* start *

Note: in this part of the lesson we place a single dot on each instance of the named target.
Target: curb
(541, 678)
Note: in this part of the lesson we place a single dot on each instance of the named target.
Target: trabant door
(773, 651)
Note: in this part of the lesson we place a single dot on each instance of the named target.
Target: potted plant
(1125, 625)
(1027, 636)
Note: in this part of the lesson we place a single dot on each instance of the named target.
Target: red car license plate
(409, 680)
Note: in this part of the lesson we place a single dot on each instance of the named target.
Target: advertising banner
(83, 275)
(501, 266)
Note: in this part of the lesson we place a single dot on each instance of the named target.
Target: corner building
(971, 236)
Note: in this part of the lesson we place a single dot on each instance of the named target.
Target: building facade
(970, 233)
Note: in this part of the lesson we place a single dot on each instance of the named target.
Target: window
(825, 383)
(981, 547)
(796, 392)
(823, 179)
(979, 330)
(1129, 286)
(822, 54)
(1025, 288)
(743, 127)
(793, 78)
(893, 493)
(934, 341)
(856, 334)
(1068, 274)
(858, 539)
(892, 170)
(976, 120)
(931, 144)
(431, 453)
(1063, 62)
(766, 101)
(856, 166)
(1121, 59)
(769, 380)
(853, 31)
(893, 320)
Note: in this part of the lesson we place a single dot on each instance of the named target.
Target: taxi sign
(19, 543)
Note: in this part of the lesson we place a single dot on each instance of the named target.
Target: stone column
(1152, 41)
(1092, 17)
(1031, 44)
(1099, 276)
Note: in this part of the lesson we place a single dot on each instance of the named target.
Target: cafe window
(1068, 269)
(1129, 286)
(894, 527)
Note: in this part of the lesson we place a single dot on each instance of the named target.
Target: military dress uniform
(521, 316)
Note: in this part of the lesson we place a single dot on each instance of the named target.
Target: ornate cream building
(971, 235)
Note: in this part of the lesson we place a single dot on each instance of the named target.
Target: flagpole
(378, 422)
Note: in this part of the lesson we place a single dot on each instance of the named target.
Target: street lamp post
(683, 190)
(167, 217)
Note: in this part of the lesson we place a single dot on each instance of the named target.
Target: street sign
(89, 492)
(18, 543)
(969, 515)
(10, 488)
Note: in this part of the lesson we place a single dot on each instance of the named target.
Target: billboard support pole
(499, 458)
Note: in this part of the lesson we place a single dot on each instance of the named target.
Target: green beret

* end *

[Task description] From the data above, extract every line in its exact form.

[Written solution]
Note: in this part of the lesson we place a single dot on each instance of the named target.
Target: curb
(541, 678)
Note: in this part of the lesson we place a single dot on each instance of the named target.
Target: trabant door
(773, 651)
Note: in this part of the lesson we place a single dot on each instance of the named target.
Target: potted plant
(1125, 625)
(1027, 636)
Note: in this part of the lesson we place a single dot on each instance of the named target.
Target: red car license plate
(409, 680)
Note: in this part of the lesson we place a single dot on each instance of the named target.
Target: advertising banner
(83, 275)
(501, 266)
Note: in this part of the lesson we place a single dot on each instance of the named target.
Target: corner building
(971, 236)
Note: in this part of the lesson we place a single dot on each instance of the named target.
Target: building facade
(970, 233)
Note: in this part of the lesson we place a single dot on each instance of the named target.
Target: window
(825, 383)
(981, 547)
(796, 392)
(823, 179)
(979, 330)
(1129, 286)
(822, 54)
(1025, 288)
(743, 127)
(793, 78)
(893, 493)
(934, 341)
(856, 334)
(1068, 274)
(858, 539)
(892, 170)
(976, 120)
(931, 144)
(431, 453)
(1063, 62)
(766, 101)
(856, 166)
(1121, 59)
(769, 380)
(853, 31)
(893, 320)
Note: in this part of the lesson we place a single dot on each instance of the named target.
Target: taxi sign
(19, 543)
Note: in this part of the lesson we place a single dot on each instance of the named target.
Target: stone column
(1152, 41)
(1092, 17)
(1031, 44)
(1099, 276)
Note: in this part of the lesson we place a single dot on each instance of the named target.
Target: cafe window
(1068, 269)
(1129, 286)
(894, 527)
Note: in this part of the lesson we place a single dot on each instance of the named target.
Target: military dress uniform
(521, 316)
Note: in this part of the lesson we place a single dot on each instance of the named target.
Target: ornate cream building
(971, 235)
Note: in this part of the lesson we place a single dot on each instance of the named target.
Target: flagpole
(378, 422)
Note: in this part of the lesson we place a single dot on each instance of the named target.
Target: street lamp post
(683, 190)
(167, 217)
Note: in this part of the lesson we place a single dot on each instance of the named target.
Target: street sign
(89, 492)
(18, 543)
(969, 515)
(10, 488)
Note: in this part of the lesson we place a single dot on each instance of the named target.
Target: billboard support pole
(499, 458)
Note: in this part of the lesson we place a single dot on each instance of the named target.
Target: green beret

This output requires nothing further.